* EXERCISE INSTRUCTIONS *
Take each line from the entries that holds "lips" and copy it out.

* AVAILABLE RECORDS *
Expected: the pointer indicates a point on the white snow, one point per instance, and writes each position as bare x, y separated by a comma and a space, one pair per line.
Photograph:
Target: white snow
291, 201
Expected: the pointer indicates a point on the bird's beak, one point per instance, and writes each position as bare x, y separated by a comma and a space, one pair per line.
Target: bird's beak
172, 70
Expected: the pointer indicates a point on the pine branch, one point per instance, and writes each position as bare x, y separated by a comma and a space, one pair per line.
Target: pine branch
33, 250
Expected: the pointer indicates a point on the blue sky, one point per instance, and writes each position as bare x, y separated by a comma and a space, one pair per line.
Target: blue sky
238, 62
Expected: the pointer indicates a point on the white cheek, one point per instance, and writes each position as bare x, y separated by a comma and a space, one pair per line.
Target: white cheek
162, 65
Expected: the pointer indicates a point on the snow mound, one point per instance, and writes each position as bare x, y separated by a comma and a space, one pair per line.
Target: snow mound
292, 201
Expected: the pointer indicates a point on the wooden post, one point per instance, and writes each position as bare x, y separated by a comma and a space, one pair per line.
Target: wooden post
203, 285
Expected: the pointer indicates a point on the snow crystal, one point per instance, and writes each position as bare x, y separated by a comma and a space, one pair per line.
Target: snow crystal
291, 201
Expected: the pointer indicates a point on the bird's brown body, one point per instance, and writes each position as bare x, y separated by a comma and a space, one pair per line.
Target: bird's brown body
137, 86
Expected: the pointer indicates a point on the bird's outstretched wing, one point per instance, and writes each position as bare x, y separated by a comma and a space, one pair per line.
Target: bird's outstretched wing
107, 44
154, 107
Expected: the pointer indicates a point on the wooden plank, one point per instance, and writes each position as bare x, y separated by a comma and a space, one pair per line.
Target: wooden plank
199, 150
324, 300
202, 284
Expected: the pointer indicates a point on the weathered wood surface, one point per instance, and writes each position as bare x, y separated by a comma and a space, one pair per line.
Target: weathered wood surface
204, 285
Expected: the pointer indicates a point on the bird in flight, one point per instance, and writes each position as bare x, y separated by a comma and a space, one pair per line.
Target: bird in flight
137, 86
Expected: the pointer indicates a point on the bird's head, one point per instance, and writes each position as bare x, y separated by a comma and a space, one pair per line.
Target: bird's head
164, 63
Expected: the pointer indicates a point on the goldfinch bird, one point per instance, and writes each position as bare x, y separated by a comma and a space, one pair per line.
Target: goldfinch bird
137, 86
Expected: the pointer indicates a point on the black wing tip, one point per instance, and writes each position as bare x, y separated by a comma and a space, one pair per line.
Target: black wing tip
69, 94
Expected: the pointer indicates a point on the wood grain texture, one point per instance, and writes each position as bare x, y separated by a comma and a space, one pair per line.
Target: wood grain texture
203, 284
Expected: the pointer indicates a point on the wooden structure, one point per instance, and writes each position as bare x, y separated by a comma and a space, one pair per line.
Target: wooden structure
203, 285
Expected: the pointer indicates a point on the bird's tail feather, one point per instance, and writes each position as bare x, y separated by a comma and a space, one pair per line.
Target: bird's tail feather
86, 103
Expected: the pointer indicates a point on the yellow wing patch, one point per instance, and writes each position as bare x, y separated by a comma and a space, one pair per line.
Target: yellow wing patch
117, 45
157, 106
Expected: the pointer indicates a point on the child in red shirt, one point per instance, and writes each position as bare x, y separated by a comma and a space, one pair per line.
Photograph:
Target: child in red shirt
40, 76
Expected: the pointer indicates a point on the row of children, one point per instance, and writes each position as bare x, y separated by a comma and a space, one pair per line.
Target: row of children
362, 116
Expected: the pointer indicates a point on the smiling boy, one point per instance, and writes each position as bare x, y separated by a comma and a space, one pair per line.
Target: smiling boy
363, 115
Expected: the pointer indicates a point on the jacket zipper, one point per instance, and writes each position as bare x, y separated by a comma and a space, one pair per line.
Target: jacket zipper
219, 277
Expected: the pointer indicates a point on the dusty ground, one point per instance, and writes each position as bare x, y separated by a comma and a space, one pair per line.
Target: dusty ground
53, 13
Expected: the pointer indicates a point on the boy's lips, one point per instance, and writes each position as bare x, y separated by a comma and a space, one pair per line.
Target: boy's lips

* THE COMPLETED TASK *
Expected: the pointer indicates a point on the boy's lips, one point per instance, and writes each position as bare x, y separated by a comma and a space, one pair per line.
Target: boy's lips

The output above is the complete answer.